List every thing that the text on Kendall Ciesemier says making a difference does not take.

▶ _TEXT EXCERPT_:

▶

Chicago Parent has found six people this year who demonstrate that making a difference doesn't take a lot of money, power or influence. It simply takes passion to make real change, one voice and one person at a time.
Kendall Ciesemier's passion for helping her peers in Africa began when she was only 11.
It all started with an Oprah Winfrey Christmas special, says Ciesemier, now 18. For the show, Winfrey traveled to South Africa, visiting the homes of children living without parents.
"Those kids were my age," Ciesemier says. "They were taking care of their younger siblings because both of their parents had died of AIDS. I was shocked that this could be happening and there was no awareness. I thought it was unacceptable and wanted to do something."
So that night she Googled "AIDS orphans in Africa" and found World Vision, a child sponsorship program, and decided that she would fund an AIDS orphan with her Christmas money.

◀

▶ _THE DATA_:
▶

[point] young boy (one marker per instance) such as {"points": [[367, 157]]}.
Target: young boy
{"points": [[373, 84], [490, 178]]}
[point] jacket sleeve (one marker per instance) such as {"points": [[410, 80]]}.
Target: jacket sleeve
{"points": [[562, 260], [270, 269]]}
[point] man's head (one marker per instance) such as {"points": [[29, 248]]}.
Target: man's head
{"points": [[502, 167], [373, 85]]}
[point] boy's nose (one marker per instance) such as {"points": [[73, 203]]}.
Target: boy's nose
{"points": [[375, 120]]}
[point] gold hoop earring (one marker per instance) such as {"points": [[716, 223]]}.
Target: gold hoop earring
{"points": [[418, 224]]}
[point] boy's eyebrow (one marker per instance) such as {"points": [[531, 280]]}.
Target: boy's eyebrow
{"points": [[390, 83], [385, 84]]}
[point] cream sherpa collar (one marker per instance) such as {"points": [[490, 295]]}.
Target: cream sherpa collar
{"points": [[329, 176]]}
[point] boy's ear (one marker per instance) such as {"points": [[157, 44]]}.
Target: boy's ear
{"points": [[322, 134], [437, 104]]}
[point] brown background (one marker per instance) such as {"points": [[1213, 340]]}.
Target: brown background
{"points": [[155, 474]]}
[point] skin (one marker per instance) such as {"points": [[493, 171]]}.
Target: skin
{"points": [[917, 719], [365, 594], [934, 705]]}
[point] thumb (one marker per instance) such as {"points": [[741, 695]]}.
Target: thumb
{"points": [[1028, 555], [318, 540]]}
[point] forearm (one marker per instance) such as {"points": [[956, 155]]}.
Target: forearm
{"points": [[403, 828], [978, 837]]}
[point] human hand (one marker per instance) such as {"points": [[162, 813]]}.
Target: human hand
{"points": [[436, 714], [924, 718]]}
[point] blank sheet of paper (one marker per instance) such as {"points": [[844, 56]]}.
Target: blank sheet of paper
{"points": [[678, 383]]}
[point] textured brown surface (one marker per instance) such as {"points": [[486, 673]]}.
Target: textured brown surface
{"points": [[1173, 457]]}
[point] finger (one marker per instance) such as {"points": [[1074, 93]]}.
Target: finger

◀

▶ _SOLUTION TO THIS EXERCISE_:
Money, power and influence.